> TASK REQUIREMENTS
Set down all of the data exactly as it appears.

> DATA RECORDS

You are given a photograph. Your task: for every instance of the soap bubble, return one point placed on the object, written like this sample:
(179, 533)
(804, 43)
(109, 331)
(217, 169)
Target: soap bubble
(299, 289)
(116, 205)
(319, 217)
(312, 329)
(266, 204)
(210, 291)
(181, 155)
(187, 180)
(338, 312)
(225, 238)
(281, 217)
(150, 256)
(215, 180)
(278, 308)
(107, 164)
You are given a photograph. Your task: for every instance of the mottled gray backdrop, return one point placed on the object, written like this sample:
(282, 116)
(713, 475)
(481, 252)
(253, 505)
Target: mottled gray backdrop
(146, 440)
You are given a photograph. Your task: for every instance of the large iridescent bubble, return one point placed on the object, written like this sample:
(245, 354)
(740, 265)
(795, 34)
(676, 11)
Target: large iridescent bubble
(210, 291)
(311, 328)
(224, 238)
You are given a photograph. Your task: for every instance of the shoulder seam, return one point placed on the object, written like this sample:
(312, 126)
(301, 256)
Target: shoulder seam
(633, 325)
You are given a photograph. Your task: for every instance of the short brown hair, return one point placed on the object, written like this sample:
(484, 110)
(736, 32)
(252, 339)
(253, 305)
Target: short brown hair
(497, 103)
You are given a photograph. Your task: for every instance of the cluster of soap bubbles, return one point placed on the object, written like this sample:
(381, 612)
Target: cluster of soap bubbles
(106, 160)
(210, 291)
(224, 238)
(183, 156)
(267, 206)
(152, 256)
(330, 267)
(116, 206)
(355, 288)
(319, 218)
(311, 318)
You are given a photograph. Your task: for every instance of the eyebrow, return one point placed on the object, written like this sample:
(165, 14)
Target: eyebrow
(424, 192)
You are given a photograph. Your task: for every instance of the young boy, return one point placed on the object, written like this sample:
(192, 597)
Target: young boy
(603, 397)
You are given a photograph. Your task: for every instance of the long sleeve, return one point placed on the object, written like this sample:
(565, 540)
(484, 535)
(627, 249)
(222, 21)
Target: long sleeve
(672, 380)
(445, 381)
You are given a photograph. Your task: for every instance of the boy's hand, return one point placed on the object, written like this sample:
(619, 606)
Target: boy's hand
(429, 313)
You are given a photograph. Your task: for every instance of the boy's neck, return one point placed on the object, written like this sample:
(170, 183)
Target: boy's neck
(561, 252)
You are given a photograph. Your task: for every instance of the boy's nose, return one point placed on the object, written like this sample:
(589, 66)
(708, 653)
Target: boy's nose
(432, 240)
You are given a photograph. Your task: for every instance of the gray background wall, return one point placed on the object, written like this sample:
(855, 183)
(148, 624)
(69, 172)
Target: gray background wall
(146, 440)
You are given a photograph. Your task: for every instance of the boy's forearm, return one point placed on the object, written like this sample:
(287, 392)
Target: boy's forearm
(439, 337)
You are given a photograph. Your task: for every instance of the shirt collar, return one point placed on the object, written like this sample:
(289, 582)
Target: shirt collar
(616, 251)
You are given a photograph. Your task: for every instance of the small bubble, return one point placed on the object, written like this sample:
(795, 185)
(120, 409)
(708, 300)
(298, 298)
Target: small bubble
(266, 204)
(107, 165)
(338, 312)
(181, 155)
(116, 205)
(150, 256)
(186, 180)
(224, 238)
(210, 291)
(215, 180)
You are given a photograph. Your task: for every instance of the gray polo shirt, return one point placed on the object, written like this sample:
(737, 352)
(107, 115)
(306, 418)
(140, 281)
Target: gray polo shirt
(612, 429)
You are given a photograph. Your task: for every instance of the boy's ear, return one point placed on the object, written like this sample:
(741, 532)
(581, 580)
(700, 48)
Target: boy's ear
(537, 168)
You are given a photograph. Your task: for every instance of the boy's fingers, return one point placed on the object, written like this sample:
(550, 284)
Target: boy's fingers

> SOLUTION TO THIS PROBLEM
You are given a photograph. Your task: for every instance of the soap bubble, return one point placed on the object, written like this sample:
(179, 533)
(804, 43)
(109, 331)
(217, 169)
Target: soap bubble
(299, 289)
(116, 205)
(319, 217)
(312, 329)
(266, 204)
(210, 291)
(181, 155)
(187, 180)
(338, 312)
(225, 238)
(281, 217)
(150, 256)
(215, 180)
(278, 308)
(107, 164)
You are given a photograph. Your task: for every instance of the mottled gray backdrop, return one point placed on the object, written like this sample:
(282, 116)
(713, 475)
(481, 252)
(253, 505)
Target: mottled gray backdrop
(146, 440)
You are given a photograph. Your task: for every instance of the large iridescent bubble, return one point placed on the object, written like this sample:
(245, 354)
(740, 265)
(795, 34)
(676, 11)
Target: large iridescent bubble
(210, 291)
(311, 328)
(224, 238)
You are given a photograph. Your task: for every instance of the shoulder seam, return one point placed on the object, written like this sample:
(312, 126)
(301, 256)
Target: shoulder seam
(633, 325)
You are given a photograph. Your task: for every instance of the short brown hair, return one point placed on the object, written like this sample:
(484, 110)
(736, 32)
(252, 339)
(253, 305)
Target: short brown hair
(497, 103)
You are given a photograph. Your task: for every instance of the cluster of soap bubbles, return one point placed on the object, written like this sample:
(381, 612)
Target: cluster of soap bubbles
(106, 160)
(210, 291)
(224, 238)
(183, 156)
(267, 206)
(152, 256)
(330, 267)
(116, 206)
(355, 288)
(319, 218)
(311, 318)
You are given a photograph. Your task: for every instance of the eyebrow, return one point placed on the object, written like this sample:
(165, 14)
Target: eyebrow
(424, 192)
You are given a photograph. Your task: for every instance of the young boy, return one point placed on the object, written like this sample:
(192, 597)
Target: young boy
(603, 397)
You are given a photograph. Your task: for every instance of the long sleeve, return one point placed on the object, written like this sample:
(565, 540)
(484, 535)
(627, 249)
(222, 21)
Target: long sleeve
(672, 380)
(445, 381)
You are given a photograph. Your task: for every instance of the boy's hand, return one point placed on the object, written like this sample:
(619, 606)
Target: boy's hand
(429, 313)
You are given a photograph. Your task: for every instance of the boy's neck, return one point placed on the object, written like this sample:
(170, 183)
Target: boy's neck
(561, 252)
You are given a photograph. Your task: for every instance of the boy's nose, return one point placed on the object, written like this sample:
(589, 66)
(708, 653)
Target: boy's nose
(432, 240)
You are given a photograph. Your task: for every instance of the gray background wall, return one point placed on the object, written like this sample:
(855, 183)
(148, 624)
(69, 172)
Target: gray background wall
(146, 440)
You are given a photograph. Your task: for every instance of the boy's forearm, return one point placed on the object, written like this sample:
(287, 392)
Target: boy's forearm
(439, 337)
You are given a photograph. Your task: for every instance of the shirt collar, return one point placed on the object, written like this sample:
(289, 582)
Target: shirt collar
(616, 251)
You are given a photograph. Your task: for every instance of the small bubble, return one point placed on the object, written like this sample:
(795, 185)
(120, 409)
(708, 300)
(298, 298)
Target: small bubble
(266, 204)
(107, 165)
(338, 312)
(181, 155)
(116, 205)
(150, 256)
(186, 180)
(224, 238)
(210, 291)
(215, 180)
You are given a photograph. Your task: for every instance of the gray polo shirt, return one point placed on the object, written like this sample:
(737, 352)
(107, 115)
(306, 418)
(140, 281)
Target: gray polo shirt
(612, 429)
You are given a photograph. Your task: for every instance of the boy's ear, return one point placed on the object, written like this sample:
(741, 532)
(581, 580)
(700, 48)
Target: boy's ear
(537, 168)
You are given a photograph. Your task: for every instance of the boy's fingers, return one point placed on the object, written like this sample:
(550, 284)
Target: boy's fingers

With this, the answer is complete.